Research carried out by the Basque Centre for Biosciences, CIC bioGUNE, and the universities of Yale, Harvard and Oxford, published in this May's edition of PLoS Biology, shows that the enzyme that converts DNA into RNA has been conserved in the human body, surprisingly, since appearing in ancestral unicellular organisms, despite an evolutionary gulf of 2 billion years.
These organisms, called Sulfolobus, live in extreme environments such as volcanoes and salt flats with extremely high concentrations of sulphur, and they contain the enzyme multisubunit RNA polymerase. This polymerase is responsible for transcription, the process of converting DNA to RNA (which in turn is converted into proteins by ribosomes), although in human beings it carries out more complex functions.
The research published in PLoS Biology was led by Nicola Abrescia, an Italian researcher contracted by the Ikerbasque Foundation who recently joined the Structural Biology Unit at CIC bioGUNE, and Yakov Korkhin (a researcher at Yale and Harvard), as well as other colleagues from Oxford University.
Korkhin and Abrescia, together with their team, researched the polymerase enzyme by means of X-ray crystallography in the Structural Biology Unit at CIC bioGUNE. This is a method which scatters X-rays through tiny crystals of proteins or nucleic acids to reconstruct their three-dimensional structure. The team has been able to determine the whole architecture of the enzyme and its evolutionary path.
This research is highly significant because, according to Abrescia, "it describes for the first time the whole enzymatic machinery of this organism and may help us to understand where we come from and how evolution has shaped us so that we can do more complex tasks".

→ **Data below**:
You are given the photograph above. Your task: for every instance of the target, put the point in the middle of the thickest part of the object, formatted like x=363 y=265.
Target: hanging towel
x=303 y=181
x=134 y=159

→ **Directions**:
A: According to the text on RNA polymerase, what method did Korkhin and Abrescia's team use to study the enzyme?
B: In the text on RNA polymerase, transcribe the part that opens with the words containing "These organisms, called" and closes with "from Oxford University.".
C: Summarize the text on RNA polymerase in two sentences.

→ **Outputs in order**:
A: X-ray crystallography.

B:
These organisms, called Sulfolobus, live in extreme environments such as volcanoes and salt flats with extremely high concentrations of sulphur, and they contain the enzyme multisubunit RNA polymerase. This polymerase is responsible for transcription, the process of converting DNA to RNA (which in turn is converted into proteins by ribosomes), although in human beings it carries out more complex functions.
The research published in PLoS Biology was led by Nicola Abrescia, an Italian researcher contracted by the Ikerbasque Foundation who recently joined the Structural Biology Unit at CIC bioGUNE, and Yakov Korkhin (a researcher at Yale and Harvard), as well as other colleagues from Oxford University.

C: Research by CIC bioGUNE and the universities of Yale, Harvard and Oxford shows that multisubunit RNA polymerase, the enzyme that converts DNA into RNA, has been conserved in humans since it appeared in the unicellular organisms Sulfolobus, across 2 billion years of evolution. Led by Nicola Abrescia and Yakov Korkhin, the team used X-ray crystallography to determine the whole architecture of the enzyme and its evolutionary path.